=== Work to complete ===
Copy word for word the lines from the one containing "Given the sports footage frame above, pinpoint the slate" through the end of the lines below.

--- Start ---

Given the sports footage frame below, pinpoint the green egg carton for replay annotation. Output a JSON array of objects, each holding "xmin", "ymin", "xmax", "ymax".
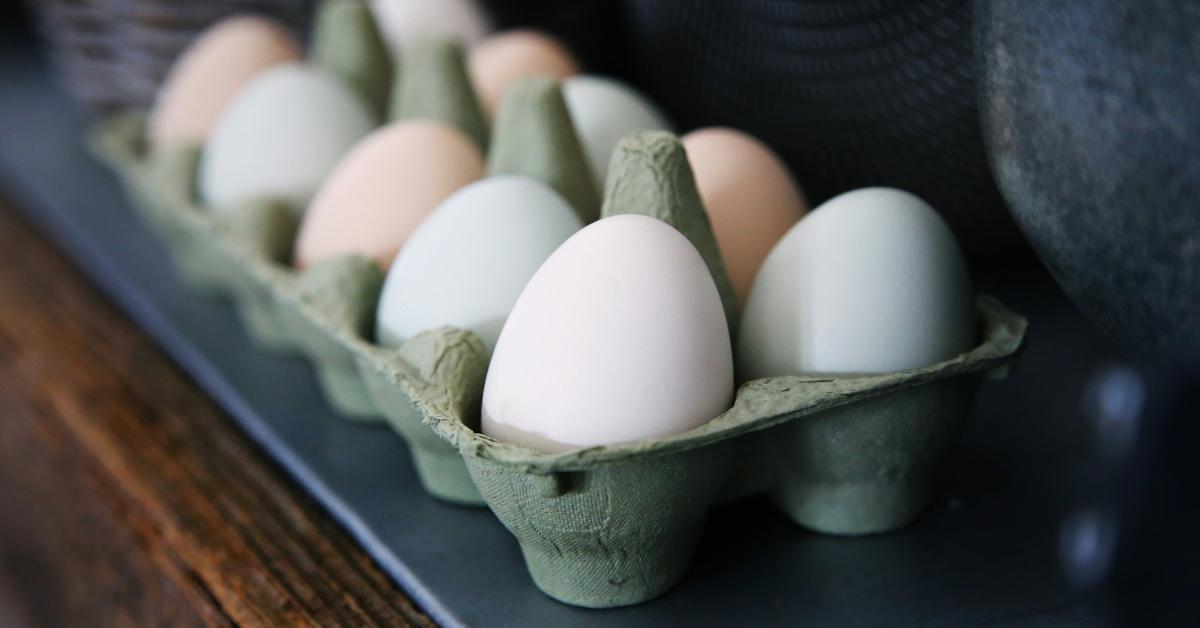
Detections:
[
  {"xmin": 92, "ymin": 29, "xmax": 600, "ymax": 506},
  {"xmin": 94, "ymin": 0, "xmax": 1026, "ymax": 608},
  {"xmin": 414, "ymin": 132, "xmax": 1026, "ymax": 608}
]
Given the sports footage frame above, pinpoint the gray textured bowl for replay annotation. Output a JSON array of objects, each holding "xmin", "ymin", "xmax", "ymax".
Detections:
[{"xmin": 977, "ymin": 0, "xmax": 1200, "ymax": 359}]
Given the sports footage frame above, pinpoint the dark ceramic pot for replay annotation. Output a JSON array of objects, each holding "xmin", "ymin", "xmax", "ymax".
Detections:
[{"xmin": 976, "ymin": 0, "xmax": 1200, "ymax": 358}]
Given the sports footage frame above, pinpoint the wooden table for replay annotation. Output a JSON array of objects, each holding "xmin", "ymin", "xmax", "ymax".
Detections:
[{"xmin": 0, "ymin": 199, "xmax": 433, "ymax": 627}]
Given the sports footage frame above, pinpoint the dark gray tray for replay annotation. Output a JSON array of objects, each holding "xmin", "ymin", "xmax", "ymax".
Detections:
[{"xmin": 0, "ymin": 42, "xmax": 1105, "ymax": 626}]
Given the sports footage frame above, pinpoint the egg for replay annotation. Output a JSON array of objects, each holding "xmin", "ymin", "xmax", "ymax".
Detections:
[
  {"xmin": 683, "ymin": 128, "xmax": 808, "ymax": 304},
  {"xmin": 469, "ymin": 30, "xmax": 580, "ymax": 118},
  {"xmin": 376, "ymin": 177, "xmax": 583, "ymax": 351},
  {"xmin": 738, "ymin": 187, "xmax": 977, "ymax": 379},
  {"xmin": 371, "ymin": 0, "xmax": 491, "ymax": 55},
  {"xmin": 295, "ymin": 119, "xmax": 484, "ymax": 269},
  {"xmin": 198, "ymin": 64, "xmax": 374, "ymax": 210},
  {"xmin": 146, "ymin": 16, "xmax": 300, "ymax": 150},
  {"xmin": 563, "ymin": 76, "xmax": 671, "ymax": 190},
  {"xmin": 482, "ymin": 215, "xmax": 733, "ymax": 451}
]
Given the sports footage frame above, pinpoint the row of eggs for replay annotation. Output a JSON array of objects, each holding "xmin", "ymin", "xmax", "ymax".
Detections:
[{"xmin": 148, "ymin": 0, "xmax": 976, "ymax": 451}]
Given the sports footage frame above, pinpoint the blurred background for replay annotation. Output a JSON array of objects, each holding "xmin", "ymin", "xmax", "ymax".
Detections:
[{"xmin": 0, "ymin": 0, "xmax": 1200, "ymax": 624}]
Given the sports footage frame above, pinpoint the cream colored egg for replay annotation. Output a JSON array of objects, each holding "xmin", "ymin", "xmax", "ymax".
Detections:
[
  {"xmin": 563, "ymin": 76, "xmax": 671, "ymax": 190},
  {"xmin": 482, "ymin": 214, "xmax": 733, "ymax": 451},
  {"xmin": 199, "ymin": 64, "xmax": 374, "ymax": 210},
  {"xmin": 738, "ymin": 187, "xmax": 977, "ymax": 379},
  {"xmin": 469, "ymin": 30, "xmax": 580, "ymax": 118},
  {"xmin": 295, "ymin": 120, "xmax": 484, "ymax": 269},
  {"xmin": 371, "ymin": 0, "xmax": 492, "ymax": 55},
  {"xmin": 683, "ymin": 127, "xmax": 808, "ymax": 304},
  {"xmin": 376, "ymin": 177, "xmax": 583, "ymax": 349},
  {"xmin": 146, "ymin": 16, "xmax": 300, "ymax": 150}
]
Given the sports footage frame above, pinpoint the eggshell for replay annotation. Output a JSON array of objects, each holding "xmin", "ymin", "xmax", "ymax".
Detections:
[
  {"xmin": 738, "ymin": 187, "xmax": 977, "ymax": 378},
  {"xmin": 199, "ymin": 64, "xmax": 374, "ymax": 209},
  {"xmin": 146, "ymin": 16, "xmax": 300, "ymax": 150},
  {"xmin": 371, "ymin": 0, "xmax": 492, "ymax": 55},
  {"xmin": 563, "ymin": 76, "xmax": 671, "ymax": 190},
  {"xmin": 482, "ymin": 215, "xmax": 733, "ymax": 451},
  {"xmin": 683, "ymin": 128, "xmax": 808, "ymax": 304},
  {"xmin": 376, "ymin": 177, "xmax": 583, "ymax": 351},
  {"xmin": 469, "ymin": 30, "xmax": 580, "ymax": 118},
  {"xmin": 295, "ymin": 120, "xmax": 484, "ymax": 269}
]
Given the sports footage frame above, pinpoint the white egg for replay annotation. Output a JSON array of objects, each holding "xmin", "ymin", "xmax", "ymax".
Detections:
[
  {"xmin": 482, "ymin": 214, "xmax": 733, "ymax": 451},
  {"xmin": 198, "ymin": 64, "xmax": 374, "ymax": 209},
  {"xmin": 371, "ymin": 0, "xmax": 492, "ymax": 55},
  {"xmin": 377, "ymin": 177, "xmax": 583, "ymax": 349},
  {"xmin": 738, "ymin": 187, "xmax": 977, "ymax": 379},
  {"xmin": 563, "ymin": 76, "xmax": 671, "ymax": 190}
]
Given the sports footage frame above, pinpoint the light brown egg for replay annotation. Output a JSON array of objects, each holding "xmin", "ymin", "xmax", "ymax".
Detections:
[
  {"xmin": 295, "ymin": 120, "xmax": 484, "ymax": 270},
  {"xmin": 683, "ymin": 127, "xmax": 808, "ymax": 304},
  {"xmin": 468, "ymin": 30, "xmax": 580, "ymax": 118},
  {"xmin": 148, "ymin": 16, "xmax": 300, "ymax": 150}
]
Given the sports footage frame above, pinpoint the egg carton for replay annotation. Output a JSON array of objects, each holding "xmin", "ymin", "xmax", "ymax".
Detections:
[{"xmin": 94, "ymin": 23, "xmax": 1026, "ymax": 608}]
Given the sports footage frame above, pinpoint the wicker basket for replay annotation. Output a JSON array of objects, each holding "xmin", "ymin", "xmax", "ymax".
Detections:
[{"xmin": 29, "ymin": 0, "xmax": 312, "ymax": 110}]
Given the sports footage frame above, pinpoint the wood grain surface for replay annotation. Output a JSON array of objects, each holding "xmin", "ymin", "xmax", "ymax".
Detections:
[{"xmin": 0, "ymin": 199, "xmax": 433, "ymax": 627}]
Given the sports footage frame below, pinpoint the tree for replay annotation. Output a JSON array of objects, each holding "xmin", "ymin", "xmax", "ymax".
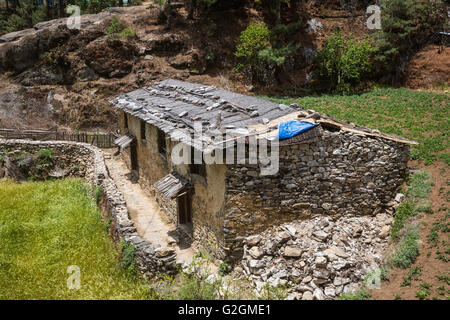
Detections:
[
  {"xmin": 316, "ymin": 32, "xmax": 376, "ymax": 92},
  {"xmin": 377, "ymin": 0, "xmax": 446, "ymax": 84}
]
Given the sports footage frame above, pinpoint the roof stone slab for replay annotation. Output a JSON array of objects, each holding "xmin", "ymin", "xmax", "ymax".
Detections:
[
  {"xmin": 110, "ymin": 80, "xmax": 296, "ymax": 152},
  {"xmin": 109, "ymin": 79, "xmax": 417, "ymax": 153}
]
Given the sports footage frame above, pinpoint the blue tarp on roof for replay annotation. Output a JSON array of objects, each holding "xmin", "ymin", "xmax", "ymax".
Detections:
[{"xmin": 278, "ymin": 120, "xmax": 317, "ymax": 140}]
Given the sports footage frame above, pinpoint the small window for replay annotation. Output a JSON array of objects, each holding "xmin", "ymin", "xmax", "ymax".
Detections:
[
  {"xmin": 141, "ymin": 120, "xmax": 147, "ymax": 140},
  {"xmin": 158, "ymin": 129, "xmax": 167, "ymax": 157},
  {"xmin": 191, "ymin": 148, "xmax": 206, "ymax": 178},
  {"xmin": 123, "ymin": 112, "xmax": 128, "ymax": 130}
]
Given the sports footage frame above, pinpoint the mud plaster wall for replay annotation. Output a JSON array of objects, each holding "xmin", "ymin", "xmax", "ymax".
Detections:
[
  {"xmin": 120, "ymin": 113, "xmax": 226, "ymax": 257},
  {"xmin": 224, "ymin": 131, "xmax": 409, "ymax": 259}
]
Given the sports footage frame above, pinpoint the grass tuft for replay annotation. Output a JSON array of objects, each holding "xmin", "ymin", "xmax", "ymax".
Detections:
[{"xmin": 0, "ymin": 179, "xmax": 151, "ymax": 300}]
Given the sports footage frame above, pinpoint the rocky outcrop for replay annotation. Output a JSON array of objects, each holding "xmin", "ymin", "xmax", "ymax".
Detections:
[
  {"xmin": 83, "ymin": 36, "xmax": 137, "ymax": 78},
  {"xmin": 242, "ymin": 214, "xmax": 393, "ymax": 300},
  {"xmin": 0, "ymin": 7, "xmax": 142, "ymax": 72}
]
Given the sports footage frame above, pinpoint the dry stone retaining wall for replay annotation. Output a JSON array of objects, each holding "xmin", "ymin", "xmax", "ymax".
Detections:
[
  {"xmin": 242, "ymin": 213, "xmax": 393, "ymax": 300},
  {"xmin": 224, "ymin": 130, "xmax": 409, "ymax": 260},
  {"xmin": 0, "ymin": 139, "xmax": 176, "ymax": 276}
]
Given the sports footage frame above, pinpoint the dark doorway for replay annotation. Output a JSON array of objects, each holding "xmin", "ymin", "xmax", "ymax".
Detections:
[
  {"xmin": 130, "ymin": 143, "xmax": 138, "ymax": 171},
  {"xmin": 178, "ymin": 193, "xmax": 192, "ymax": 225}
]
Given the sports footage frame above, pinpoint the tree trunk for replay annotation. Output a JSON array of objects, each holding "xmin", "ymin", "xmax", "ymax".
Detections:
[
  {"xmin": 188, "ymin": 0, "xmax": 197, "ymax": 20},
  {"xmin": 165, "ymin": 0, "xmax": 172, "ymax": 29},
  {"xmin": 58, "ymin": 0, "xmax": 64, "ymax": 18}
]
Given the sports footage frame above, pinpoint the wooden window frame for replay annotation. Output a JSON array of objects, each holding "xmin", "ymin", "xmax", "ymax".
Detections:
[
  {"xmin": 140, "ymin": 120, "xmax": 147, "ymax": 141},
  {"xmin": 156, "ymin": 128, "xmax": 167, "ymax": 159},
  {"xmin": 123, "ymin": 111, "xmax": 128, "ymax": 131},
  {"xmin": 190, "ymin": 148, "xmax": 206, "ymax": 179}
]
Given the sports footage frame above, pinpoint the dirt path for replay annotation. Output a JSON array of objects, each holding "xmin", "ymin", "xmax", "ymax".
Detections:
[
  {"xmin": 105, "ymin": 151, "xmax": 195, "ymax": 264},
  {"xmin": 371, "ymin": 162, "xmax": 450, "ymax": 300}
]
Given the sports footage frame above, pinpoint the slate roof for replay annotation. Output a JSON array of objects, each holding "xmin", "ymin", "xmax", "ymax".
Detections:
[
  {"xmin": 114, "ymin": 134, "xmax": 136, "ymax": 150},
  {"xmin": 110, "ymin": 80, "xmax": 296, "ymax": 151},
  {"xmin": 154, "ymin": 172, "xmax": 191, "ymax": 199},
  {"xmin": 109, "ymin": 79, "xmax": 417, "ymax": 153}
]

--- End ---

=== Response to this exercise ===
Given the sports footage frame above, pinpoint the slate roof for replay annotation. Output a JSON array of objects, each holding "xmin", "ymin", "xmax", "ymax".
Detections:
[
  {"xmin": 114, "ymin": 134, "xmax": 136, "ymax": 150},
  {"xmin": 110, "ymin": 80, "xmax": 296, "ymax": 151},
  {"xmin": 154, "ymin": 172, "xmax": 191, "ymax": 199},
  {"xmin": 109, "ymin": 79, "xmax": 417, "ymax": 153}
]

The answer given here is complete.